[STATED GOAL]: Copy out each line below that contains the word "polygon".

[EXTRACTED MATERIAL]:
***
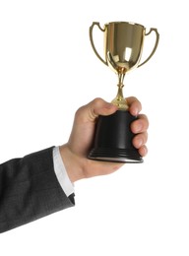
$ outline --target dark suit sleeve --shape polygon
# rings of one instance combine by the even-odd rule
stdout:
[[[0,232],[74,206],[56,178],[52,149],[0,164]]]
***
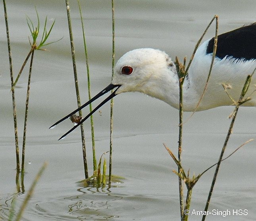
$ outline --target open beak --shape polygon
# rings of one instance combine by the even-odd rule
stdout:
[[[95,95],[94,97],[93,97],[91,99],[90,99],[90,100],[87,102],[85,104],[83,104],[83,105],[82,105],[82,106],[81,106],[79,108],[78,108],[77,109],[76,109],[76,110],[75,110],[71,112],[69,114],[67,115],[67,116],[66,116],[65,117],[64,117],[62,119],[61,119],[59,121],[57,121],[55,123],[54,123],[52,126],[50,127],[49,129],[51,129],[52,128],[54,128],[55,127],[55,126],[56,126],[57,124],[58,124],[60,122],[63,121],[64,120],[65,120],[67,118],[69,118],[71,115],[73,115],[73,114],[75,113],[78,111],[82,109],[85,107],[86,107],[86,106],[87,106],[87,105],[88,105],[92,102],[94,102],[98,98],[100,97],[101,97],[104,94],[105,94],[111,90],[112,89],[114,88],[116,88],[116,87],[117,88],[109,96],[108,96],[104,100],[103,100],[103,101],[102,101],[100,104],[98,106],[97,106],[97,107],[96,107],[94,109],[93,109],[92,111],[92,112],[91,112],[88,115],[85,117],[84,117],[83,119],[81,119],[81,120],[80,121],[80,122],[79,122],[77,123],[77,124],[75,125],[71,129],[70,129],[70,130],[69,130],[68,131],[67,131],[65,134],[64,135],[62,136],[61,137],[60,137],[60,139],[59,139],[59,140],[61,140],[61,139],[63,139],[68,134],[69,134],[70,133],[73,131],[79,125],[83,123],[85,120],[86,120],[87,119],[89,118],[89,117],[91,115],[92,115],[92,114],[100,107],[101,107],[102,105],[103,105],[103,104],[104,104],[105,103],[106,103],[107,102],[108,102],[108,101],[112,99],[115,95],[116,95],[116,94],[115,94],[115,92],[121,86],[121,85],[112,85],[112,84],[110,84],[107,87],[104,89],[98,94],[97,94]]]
***
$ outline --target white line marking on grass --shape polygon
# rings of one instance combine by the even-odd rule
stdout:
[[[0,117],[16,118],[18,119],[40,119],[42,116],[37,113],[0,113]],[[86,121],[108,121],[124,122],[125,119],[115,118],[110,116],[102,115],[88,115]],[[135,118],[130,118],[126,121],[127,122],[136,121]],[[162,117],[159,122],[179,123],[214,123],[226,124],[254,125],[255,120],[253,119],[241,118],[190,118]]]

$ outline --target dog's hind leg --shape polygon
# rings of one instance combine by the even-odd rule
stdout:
***
[RESPONSE TO THE EXERCISE]:
$ outline --target dark suit sleeve --shape polygon
$ outline --target open beak --shape polygon
$ outline --target white line marking on grass --shape polygon
$ outline --target dog's hind leg --shape polygon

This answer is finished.